→ **What the exercise asks**
Extract the records in full, leaving every picture out.

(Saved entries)
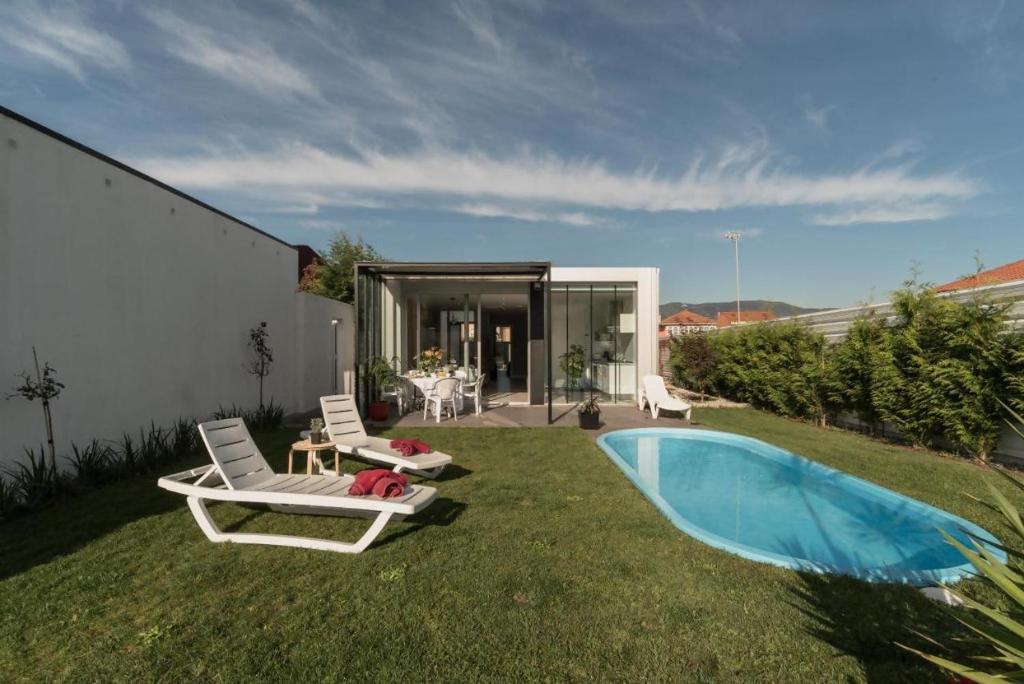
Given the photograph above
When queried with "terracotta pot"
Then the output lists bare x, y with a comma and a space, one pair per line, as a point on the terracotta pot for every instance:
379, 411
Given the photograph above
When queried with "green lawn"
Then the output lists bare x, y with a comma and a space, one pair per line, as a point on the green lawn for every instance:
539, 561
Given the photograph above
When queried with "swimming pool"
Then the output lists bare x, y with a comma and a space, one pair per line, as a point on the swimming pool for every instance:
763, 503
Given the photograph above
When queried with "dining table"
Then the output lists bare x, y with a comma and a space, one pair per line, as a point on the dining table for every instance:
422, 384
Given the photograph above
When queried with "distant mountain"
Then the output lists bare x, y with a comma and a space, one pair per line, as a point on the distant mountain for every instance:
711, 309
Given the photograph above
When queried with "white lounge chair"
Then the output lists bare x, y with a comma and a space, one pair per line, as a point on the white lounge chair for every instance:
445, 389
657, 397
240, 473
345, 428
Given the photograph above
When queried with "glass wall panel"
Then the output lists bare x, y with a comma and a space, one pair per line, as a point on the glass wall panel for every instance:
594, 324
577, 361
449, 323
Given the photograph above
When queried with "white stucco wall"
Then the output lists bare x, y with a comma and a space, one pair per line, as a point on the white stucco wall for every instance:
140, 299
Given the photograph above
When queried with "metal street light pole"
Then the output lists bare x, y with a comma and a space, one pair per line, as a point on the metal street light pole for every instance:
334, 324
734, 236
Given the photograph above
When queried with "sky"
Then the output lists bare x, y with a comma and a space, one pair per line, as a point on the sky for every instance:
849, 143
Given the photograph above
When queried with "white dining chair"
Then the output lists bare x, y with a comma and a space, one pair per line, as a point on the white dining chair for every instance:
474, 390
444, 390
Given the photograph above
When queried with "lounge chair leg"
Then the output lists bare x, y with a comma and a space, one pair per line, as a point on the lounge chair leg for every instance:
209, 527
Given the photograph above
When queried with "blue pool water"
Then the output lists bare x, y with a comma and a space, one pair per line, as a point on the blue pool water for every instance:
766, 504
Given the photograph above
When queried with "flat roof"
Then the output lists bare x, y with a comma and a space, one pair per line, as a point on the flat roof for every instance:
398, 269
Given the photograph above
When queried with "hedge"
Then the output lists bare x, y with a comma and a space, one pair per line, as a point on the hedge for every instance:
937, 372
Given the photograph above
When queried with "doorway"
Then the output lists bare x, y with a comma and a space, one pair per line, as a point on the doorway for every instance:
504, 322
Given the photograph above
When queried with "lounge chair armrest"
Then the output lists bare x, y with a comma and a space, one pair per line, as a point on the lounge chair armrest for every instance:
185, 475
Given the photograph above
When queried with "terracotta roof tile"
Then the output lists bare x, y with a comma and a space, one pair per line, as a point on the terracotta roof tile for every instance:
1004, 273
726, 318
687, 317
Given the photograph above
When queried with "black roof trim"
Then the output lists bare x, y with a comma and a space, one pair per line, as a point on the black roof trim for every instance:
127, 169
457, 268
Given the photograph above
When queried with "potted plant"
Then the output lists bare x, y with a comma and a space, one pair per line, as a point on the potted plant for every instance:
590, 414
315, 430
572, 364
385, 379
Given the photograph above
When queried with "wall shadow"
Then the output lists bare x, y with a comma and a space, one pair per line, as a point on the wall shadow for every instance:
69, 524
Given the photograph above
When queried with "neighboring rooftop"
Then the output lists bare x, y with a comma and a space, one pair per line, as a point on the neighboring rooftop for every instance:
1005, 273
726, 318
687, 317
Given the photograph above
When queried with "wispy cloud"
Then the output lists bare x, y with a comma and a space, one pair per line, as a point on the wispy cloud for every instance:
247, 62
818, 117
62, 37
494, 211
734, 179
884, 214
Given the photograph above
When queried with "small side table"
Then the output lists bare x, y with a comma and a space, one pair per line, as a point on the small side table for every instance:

→ **Worked answer**
Given the photograph above
When queried with "terracotta pot"
Then the output lists bare x, y with a comma and a space, one pair per line, as a point on the terracotta pot for every instance:
379, 411
Given the photograph above
When queried with "green lawn"
Then the output lists bare x, y with a comma and a space, one pair per line, as a point on the green lawn for every instance:
539, 561
Given the photograph above
When queried with "swimming pool"
Then the output lists bare x, y with a comma and a space, one pair per line, as a point on the swimming pool for every instance:
763, 503
Given the photograph above
When queried with "dining table"
Then the output lists bare x, y with a comma and a space, one pair per line, as a point on the dining table for every instance:
422, 384
Given the photograph above
When queried with "distant mountain"
Then the output lists bare x, y with a comma and a space, one pair per line, as a point on the distant mountain for every instance:
711, 309
Given the photograph above
When queried with "white lounge chair"
Then the output lists bare x, y with a comma and a space, one pair per line, as a point on the white lounge chair for every instance:
445, 389
657, 397
240, 473
345, 428
Given the photograph above
When queried with "glass wall panel"
Then the output lists bare x, y with a comma and a space, one pair per line, as a point on the glass wall panel for every instance:
594, 324
577, 361
449, 323
Given the photograph above
When queried with "white stucco wall"
Then the output lists bare x, y with a comma and a space, one pair per line, as a point on the white stucco wall for every instance:
140, 299
Given the photograph above
When queried with "metal street light pole"
Then the output lists bare x, y with a comma and a space, one pair per line, as a point on the metal street light pole for every instance:
334, 324
734, 236
Given the photograph above
When queried with "sky"
Then the output lists bare x, y with a comma and a space, one pair per line, as a point on the sky for every instance:
849, 143
Given the photograph above
When queried with "white dining chair"
Then the output lists bare x, y with a comma and a space, one pair per line, as a point on the white dining chair for every instance:
474, 390
444, 390
Given the photograph above
When queried with "lounge chair leg"
Then the output lists bare x, y with a comma and a space, one pair per line, as a point on the lounge chair leg for every instance:
209, 527
Given the photograph above
When queried with "blue pool water"
Then the output lists bare x, y with a comma and a space, one pair per line, as a point on the blue pool water for every instance:
766, 504
Given the photograph above
When queried with "flat roof"
Then the output lists bare x, y with a comma and a space, one pair per line, as a point on the flat roof for every instance:
398, 269
Given the photograph above
When queried with "hedge"
Then the output lists bare x, y with a comma and a space, one pair per line, as a point on the hedge for every instance:
937, 372
Given the photograph above
When queried with "doorway"
Then the output lists bare x, y with a comma and a space, one pair per line, as a point on the doorway for every instance:
504, 322
Given the photograph above
When queried with "lounge chair armrest"
Then the output lists bare x, y with a comma and a space, one pair per line, as a point on the lounge chair armrest for every instance:
185, 475
Given the photograph above
When queried with "terracotta roof tile"
Then the output lists bare x, y with a comma and a space, one pair per line, as a point on the terracotta roof tile for every instance:
1004, 273
726, 318
687, 317
Given the photograph above
When queried with "black roof trim"
Then the output lists bare x, y with a comma and a space, one pair per line, as a point on the black roof trim for every instance:
127, 169
457, 268
Given the photograph above
When queried with "potted plant"
Then the output lists bare x, y with a comma and a space, one pair per line, as a point on the potted plant for every instance:
590, 414
315, 430
572, 364
385, 379
Given the photograph above
When queried with "wall shadow"
Then the output lists bare x, y with a comma and a space, one pair per line, as a point on the wall shadow for every instance:
69, 524
Given the photograph above
When queried with "neighboring rooftop"
Then the output lists bare x, y with a comma and a space, one pair per line, as a point on the neighboring rooftop for every instance:
1005, 273
726, 318
687, 317
Given the photograph above
When queried with "wispy cloud"
Then the output lists bare x, y with a comma and a space, one pair per line, as a point on the wispy cloud for every instance:
247, 62
818, 117
62, 37
494, 211
734, 179
884, 214
Given the photograph above
When queried with "small side table"
Then the output lists bare x, y with a comma and a space, one pair per line, as a point on the small side table for every instance:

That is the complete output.